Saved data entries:
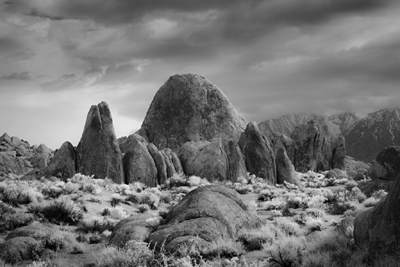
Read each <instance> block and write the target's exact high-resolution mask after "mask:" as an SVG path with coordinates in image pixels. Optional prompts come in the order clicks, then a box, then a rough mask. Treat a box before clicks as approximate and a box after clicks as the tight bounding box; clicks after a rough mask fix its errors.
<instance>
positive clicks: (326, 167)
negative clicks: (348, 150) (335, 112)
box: [287, 120, 332, 172]
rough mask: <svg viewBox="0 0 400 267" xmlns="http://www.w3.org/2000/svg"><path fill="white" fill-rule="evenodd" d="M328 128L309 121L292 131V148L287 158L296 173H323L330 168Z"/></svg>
mask: <svg viewBox="0 0 400 267" xmlns="http://www.w3.org/2000/svg"><path fill="white" fill-rule="evenodd" d="M330 138H331V137H330V135H329V132H328V128H327V127H326V125H321V124H319V123H317V121H316V120H311V121H309V122H308V123H306V124H302V125H300V126H298V127H296V129H295V130H294V131H293V133H292V135H291V139H292V140H293V143H292V146H291V147H290V148H289V149H288V151H287V152H288V156H289V158H290V160H291V162H292V163H293V165H294V166H295V168H296V171H299V172H307V171H309V170H311V171H321V170H322V171H323V170H329V169H330V168H331V159H332V150H331V141H330Z"/></svg>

### Instruction
Reproduce the rows unchanged, starting with the line that contains "rough mask: <svg" and continuing through the last row.

### Your solution
rough mask: <svg viewBox="0 0 400 267" xmlns="http://www.w3.org/2000/svg"><path fill="white" fill-rule="evenodd" d="M328 128L309 121L292 131V148L287 158L296 173H323L330 168Z"/></svg>
mask: <svg viewBox="0 0 400 267" xmlns="http://www.w3.org/2000/svg"><path fill="white" fill-rule="evenodd" d="M330 138H331V137H330V135H329V132H328V128H327V127H326V125H321V124H319V123H317V121H316V120H311V121H309V122H308V123H306V124H302V125H300V126H298V127H296V129H295V130H294V131H293V133H292V135H291V139H292V140H293V143H292V146H291V147H290V148H289V149H288V151H287V152H288V156H289V158H290V160H291V162H292V163H293V165H294V166H295V168H296V171H299V172H307V171H309V170H311V171H321V170H322V171H323V170H329V169H330V168H331V159H332V150H331V141H330Z"/></svg>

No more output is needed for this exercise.